[start of Given records]
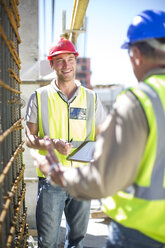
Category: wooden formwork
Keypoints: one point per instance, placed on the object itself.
(13, 227)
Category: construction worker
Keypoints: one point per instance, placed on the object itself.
(129, 166)
(62, 111)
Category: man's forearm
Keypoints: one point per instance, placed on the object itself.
(33, 141)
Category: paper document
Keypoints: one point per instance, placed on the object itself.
(84, 153)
[end of Given records]
■ **Task brief**: Update the lines from the one with "Category: paper document" through the end of the records, replacing "placed" with "positioned" and leaving everything else unchanged.

■ **Complete answer**:
Category: paper document
Keypoints: one point per instance, positioned on the object itself.
(84, 153)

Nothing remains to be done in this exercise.